### УСЛОВИЕ ЗАДАНИЯ
Процитируйте дословно часть отрывка об изучении литературы: начните с места, где стоят слова «Я думаю, изучать», и остановитесь после слов «антологию не включившего.».

### ФРАГМЕНТ ТЕКСТА
━━━━━━
Я думаю, изучать литературу с исторической точки зрения ошибочно, хотя, возможно, для нас, и для меня в том числе, другого пути быть не может.

Существует книга прекрасного, по моему мнению, поэта и плохого критика Марселино Менендеса-и-Пелайо, которая носит название «Сто лучших испанских стихотворений». Мы прочтем в ней: «Ande yo caliente у riase la gente»(Если я хожу сердитый, все кругом хохочут). Если это одно из лучших стихотворений, то каковы те, что похуже. Но в этой книге мы видим стихи Кеведо, которые я цитировал, и «Послание» севильского анонима, и множество других замечательных стихов. К сожалению, нет ни одного стихотворения Менендеса-и-Пелайо, себя в свою антологию не включившего.

Красота существует везде и, возможно, всегда. Мой друг Рой Бартоломью, который провел несколько лет в Персии и переводит Хайяма прямо с фарси, сообщил мне то, что я и предполагал: что на Востоке в целом не изучают ни литературу, ни философию с исторической точки зрения. Именно это поражало Дейссена и Макса Мюллера, которые не могли составить хронологического списка авторов. История философии изучается как, скажем, если бы Аристотель вел диспуты с Бергсоном, Платон с Юмом, — все одновременно.

В заключение мне хочется привести три молитвы финикийских моряков.
━━━━━━
### ДАННЫЕ
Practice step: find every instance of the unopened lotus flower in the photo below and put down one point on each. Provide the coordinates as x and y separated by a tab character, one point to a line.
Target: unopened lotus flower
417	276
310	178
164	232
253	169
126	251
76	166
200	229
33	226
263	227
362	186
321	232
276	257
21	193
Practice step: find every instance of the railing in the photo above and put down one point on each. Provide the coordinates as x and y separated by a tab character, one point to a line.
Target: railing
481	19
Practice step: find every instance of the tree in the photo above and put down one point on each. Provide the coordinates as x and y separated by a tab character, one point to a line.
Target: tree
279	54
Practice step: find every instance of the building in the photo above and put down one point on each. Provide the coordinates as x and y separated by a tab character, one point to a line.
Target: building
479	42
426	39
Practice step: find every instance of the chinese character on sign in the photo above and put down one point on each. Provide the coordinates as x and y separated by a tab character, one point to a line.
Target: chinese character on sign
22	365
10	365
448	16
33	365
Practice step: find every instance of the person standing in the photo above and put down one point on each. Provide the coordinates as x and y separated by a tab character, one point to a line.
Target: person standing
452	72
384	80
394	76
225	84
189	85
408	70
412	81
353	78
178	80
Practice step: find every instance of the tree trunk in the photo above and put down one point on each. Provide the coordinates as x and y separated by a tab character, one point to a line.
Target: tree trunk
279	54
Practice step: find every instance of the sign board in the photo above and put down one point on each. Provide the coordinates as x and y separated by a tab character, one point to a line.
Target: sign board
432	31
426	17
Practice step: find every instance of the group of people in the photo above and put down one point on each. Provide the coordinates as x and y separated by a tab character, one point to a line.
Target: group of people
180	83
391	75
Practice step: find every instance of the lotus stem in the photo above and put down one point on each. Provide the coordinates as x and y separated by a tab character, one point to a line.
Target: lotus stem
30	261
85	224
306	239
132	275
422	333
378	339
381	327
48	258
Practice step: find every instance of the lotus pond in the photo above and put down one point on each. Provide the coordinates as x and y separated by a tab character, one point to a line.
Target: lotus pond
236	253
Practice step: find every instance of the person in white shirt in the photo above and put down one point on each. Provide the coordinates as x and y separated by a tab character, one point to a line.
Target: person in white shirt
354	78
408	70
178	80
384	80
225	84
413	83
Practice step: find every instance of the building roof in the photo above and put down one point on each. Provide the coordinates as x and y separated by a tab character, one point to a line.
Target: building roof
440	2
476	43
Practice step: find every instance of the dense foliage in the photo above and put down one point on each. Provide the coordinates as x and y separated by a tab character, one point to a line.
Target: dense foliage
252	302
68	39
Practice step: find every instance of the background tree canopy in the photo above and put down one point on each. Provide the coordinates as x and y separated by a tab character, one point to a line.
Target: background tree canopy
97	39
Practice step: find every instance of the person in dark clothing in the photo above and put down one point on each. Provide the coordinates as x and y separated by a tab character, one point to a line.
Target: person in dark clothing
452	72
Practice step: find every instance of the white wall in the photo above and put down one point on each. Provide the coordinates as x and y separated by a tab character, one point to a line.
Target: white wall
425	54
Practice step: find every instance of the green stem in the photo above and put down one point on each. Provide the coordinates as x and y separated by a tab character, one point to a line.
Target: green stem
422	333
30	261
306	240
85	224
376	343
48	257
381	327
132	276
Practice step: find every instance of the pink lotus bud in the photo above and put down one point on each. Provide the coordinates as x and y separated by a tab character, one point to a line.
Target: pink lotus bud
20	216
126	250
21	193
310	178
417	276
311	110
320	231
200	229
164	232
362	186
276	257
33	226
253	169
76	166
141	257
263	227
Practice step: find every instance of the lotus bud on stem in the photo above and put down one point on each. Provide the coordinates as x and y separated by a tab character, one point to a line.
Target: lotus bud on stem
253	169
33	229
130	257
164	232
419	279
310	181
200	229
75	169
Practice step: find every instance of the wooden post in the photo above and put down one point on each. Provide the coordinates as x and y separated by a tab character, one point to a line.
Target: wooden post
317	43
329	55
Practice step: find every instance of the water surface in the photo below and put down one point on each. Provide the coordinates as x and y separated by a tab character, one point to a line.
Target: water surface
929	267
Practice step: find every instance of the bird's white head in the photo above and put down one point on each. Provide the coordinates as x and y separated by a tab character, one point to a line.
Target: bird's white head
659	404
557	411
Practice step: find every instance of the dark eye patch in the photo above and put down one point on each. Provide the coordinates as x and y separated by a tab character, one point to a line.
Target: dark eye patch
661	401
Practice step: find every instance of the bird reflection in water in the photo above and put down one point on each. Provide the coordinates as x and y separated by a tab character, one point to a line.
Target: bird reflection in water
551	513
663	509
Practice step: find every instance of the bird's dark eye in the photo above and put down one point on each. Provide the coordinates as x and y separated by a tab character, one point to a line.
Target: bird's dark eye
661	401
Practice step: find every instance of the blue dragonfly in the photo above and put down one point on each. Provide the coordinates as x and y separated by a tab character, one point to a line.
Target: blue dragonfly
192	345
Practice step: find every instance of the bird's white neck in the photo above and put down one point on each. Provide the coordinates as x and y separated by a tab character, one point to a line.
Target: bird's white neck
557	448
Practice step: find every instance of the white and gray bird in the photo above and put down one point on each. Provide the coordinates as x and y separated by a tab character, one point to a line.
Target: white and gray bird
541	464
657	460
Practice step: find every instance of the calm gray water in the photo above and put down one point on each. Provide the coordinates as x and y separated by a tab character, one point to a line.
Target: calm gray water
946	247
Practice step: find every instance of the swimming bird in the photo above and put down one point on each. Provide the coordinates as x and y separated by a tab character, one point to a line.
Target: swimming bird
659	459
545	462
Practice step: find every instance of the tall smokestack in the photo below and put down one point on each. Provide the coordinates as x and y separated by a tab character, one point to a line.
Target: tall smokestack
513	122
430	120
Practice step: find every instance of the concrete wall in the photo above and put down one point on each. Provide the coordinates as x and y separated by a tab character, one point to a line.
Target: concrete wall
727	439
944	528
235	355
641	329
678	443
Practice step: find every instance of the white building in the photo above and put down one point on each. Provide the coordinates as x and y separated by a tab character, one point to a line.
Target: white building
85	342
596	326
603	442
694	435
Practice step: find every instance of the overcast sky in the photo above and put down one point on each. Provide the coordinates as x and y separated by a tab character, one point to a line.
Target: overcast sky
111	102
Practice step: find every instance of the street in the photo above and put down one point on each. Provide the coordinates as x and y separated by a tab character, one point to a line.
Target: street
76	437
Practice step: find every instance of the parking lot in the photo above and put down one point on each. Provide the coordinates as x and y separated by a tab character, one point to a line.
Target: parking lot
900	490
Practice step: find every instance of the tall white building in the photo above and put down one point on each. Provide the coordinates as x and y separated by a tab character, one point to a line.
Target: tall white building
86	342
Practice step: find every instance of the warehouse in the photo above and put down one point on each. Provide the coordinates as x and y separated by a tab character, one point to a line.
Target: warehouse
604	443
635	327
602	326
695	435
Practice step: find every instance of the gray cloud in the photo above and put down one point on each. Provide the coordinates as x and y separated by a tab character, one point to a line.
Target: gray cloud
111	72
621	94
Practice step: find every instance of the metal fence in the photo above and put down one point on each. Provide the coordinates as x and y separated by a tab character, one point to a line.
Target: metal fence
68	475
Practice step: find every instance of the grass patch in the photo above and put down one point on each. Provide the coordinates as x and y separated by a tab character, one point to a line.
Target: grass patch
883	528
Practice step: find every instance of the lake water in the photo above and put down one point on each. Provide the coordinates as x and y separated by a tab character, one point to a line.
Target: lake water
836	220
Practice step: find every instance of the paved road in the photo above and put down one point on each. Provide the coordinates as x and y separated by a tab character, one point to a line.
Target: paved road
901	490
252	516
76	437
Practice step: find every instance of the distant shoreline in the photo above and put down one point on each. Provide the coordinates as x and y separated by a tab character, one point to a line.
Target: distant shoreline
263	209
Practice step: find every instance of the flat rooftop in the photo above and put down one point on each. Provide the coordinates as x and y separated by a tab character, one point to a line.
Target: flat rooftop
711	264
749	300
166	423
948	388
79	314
━━━━━━
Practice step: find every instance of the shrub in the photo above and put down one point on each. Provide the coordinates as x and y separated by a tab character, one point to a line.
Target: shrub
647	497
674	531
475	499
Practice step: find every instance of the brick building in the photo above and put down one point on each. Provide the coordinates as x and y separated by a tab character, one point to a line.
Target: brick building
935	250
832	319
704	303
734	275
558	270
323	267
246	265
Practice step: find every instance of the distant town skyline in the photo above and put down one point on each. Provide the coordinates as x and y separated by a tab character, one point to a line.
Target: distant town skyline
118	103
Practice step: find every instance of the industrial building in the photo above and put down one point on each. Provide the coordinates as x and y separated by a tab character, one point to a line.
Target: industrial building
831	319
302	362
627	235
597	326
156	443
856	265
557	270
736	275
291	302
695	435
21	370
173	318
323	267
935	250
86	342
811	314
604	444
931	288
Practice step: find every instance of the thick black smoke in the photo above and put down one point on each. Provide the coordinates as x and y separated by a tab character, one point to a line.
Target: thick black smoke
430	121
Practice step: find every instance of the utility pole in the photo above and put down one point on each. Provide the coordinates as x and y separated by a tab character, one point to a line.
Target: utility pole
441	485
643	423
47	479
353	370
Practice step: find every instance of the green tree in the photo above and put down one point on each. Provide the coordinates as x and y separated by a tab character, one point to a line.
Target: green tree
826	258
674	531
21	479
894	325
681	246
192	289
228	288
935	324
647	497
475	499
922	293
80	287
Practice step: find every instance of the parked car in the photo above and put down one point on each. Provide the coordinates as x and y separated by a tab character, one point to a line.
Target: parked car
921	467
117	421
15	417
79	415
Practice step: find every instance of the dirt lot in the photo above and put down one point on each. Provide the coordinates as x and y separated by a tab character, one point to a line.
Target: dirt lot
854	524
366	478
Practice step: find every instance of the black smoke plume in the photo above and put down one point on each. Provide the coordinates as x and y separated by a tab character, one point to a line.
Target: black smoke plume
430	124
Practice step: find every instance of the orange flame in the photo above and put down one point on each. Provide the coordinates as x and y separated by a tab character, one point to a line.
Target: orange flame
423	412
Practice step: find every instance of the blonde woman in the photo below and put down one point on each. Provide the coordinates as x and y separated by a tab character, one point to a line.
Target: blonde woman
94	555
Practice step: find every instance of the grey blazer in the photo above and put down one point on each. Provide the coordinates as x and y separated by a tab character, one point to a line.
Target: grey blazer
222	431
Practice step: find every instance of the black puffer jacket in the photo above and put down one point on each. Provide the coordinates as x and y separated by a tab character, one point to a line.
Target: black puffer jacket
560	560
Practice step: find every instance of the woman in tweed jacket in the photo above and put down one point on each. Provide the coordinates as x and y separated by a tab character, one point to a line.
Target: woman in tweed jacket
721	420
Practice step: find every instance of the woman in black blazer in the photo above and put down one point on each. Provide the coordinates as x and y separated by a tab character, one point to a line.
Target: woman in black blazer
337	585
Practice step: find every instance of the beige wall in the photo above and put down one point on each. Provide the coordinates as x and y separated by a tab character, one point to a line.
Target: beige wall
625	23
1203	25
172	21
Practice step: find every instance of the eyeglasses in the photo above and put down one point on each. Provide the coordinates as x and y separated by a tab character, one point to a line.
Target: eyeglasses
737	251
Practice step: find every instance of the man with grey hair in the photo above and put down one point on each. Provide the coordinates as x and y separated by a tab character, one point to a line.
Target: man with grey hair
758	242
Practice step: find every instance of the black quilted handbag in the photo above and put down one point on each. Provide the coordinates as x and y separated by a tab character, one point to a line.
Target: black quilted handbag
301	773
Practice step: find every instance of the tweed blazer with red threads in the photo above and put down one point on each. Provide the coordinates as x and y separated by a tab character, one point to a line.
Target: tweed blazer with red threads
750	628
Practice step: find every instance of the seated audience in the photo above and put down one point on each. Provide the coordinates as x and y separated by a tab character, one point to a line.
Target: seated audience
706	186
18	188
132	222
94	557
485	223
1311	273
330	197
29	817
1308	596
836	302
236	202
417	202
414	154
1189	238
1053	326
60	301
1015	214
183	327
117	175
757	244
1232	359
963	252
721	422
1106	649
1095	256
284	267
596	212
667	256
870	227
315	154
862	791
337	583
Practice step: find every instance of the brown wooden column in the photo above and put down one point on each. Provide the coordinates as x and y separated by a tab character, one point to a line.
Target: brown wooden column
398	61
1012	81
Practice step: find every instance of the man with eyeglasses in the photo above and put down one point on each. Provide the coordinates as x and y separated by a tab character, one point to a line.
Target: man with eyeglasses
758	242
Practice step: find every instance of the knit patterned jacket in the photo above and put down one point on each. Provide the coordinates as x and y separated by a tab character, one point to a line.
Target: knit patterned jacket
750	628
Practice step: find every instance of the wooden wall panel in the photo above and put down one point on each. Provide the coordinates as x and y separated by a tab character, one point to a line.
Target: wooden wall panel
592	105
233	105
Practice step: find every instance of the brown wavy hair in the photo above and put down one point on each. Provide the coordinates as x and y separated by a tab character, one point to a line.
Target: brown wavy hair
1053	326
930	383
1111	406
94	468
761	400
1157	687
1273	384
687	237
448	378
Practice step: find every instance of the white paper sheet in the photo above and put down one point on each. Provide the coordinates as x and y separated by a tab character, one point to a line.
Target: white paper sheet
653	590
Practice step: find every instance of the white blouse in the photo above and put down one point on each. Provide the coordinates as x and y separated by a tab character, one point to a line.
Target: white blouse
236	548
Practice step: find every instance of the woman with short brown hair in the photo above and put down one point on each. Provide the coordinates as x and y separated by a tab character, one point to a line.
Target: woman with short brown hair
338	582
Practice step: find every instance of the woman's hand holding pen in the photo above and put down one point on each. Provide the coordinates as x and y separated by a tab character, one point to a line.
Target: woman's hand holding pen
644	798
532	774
━━━━━━
### РЕШЕНИЕ
Я думаю, изучать литературу с исторической точки зрения ошибочно, хотя, возможно, для нас, и для меня в том числе, другого пути быть не может.

Существует книга прекрасного, по моему мнению, поэта и плохого критика Марселино Менендеса-и-Пелайо, которая носит название «Сто лучших испанских стихотворений». Мы прочтем в ней: «Ande yo caliente у riase la gente»(Если я хожу сердитый, все кругом хохочут). Если это одно из лучших стихотворений, то каковы те, что похуже. Но в этой книге мы видим стихи Кеведо, которые я цитировал, и «Послание» севильского анонима, и множество других замечательных стихов. К сожалению, нет ни одного стихотворения Менендеса-и-Пелайо, себя в свою антологию не включившего.